══ Data shown
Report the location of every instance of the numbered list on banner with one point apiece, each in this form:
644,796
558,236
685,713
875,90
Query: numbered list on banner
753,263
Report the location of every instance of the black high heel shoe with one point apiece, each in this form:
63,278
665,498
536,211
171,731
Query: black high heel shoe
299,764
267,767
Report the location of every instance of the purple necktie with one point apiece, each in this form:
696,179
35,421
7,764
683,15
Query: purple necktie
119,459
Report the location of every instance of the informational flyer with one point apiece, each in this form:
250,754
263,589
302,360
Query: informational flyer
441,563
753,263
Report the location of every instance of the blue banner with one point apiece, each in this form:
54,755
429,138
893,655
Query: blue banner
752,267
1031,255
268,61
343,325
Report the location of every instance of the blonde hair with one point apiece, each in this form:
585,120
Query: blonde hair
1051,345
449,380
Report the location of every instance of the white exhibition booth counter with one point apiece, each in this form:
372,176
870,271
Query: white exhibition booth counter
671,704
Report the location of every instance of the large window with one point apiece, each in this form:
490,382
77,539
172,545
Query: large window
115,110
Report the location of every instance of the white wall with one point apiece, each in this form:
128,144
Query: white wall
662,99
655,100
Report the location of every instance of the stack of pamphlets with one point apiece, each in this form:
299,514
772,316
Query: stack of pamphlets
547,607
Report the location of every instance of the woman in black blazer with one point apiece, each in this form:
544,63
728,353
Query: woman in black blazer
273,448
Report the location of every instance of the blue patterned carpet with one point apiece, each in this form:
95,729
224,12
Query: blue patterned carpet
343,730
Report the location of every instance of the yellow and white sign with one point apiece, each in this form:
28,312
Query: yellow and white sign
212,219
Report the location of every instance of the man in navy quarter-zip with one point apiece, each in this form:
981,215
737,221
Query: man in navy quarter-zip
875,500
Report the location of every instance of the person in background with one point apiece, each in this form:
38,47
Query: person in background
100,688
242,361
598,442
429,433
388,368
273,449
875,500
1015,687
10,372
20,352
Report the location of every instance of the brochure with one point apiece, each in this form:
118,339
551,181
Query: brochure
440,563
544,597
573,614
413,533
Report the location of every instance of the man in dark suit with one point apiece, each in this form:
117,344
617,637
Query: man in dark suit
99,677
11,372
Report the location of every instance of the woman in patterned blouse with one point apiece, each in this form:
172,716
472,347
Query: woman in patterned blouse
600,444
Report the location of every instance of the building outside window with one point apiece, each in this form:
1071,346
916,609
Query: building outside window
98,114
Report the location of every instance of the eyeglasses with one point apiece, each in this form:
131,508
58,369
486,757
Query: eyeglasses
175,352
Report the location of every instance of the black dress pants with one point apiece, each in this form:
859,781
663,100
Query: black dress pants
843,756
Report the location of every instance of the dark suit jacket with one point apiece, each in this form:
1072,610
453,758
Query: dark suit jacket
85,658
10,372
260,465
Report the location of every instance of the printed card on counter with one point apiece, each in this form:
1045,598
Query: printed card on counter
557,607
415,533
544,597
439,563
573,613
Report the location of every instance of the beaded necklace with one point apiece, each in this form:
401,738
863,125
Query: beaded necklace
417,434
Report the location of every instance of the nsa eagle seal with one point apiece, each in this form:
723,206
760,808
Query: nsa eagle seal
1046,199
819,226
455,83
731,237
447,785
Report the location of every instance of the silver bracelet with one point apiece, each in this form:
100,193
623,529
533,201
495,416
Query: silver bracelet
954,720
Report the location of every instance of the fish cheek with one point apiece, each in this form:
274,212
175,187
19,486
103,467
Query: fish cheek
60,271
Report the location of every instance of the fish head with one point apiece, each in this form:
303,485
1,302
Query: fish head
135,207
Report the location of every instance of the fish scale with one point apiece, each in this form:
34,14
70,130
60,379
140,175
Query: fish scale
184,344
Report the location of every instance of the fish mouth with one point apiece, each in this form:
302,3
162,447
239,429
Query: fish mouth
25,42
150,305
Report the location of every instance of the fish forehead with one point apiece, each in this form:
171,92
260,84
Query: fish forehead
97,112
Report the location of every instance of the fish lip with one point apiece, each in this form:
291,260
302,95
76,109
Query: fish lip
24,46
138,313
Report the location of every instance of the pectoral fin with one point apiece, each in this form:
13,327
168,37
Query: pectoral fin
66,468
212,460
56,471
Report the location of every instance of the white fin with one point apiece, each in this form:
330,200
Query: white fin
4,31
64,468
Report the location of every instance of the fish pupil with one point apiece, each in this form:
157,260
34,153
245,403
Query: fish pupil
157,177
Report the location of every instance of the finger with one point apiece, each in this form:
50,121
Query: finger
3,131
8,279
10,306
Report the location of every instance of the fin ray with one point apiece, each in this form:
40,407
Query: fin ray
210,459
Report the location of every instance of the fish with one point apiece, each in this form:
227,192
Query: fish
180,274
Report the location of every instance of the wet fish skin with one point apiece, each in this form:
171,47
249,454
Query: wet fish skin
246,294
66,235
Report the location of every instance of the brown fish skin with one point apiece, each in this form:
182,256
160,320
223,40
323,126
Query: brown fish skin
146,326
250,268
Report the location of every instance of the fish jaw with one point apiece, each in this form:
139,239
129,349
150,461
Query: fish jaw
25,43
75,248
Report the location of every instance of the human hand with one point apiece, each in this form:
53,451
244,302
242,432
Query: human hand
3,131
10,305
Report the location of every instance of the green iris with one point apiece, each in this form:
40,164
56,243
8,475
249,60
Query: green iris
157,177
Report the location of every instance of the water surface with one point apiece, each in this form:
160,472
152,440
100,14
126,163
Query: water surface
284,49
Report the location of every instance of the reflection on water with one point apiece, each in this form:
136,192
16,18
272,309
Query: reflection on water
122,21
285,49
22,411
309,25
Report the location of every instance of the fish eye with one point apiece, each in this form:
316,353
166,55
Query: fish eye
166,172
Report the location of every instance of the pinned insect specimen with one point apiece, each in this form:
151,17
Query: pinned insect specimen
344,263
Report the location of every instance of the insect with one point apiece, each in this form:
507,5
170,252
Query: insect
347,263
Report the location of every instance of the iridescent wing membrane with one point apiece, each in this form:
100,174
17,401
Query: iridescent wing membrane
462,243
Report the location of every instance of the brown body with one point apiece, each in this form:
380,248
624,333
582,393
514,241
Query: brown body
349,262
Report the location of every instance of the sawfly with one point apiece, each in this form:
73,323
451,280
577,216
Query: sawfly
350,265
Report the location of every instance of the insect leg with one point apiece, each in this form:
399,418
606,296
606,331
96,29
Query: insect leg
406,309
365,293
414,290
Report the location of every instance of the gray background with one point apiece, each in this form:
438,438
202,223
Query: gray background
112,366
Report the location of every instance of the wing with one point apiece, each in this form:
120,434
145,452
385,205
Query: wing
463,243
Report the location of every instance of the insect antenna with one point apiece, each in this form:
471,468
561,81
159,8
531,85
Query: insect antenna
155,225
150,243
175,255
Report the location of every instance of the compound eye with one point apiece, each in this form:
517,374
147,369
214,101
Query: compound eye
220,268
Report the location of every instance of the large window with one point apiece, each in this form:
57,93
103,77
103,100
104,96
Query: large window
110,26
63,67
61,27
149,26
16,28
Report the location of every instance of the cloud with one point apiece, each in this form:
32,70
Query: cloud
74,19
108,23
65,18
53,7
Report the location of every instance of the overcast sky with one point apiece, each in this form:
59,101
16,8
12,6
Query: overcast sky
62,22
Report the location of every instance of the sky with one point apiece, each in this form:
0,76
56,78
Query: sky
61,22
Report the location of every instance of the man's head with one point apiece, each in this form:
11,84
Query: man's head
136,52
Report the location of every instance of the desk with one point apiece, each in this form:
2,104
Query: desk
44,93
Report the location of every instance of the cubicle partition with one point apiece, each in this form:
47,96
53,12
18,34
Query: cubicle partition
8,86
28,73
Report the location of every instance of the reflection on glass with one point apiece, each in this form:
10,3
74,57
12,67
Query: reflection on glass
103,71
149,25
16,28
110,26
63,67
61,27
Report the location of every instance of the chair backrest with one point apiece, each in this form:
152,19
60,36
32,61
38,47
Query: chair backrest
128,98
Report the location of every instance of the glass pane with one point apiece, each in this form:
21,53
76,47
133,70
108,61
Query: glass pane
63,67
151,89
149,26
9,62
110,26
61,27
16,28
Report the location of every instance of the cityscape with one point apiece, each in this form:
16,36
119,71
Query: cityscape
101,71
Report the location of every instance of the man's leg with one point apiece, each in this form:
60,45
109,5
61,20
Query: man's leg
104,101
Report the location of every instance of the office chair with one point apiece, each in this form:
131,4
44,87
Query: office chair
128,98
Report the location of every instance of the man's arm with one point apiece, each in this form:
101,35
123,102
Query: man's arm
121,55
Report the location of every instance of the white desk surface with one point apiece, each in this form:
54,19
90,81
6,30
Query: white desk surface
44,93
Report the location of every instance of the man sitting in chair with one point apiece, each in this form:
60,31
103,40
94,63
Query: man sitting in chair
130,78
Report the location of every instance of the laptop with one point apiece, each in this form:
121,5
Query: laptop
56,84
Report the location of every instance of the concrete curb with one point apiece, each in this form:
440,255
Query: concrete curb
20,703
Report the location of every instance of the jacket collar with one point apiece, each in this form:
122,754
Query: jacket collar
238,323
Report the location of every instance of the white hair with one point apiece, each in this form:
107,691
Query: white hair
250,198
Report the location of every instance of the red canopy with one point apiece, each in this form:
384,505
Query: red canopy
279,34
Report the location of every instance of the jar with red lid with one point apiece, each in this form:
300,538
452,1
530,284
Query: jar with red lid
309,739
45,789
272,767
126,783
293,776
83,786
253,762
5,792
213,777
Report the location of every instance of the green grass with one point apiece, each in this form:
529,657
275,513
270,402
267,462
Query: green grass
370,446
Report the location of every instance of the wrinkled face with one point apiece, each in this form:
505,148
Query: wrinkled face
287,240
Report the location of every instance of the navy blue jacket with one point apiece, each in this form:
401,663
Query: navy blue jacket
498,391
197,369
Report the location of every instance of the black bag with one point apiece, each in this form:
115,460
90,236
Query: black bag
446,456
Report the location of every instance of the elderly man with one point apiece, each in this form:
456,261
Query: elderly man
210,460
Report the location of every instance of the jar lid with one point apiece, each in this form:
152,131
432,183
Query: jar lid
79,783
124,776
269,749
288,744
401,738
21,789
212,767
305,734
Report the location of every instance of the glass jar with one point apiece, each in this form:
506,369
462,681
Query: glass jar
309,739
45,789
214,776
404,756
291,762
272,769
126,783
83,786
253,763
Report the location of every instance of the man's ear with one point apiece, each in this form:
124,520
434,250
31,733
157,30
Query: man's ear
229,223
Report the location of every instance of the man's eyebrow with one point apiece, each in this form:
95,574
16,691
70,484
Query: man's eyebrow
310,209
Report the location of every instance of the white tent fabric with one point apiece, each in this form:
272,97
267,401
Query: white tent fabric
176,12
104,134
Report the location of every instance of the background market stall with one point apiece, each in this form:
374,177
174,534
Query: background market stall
════
§ **Work instruction**
Copy every line of the entries in which "market" can be found.

§ **Result for this task**
Report the location of every instance of the background market stall with one point apiece, each in this form:
Query: background market stall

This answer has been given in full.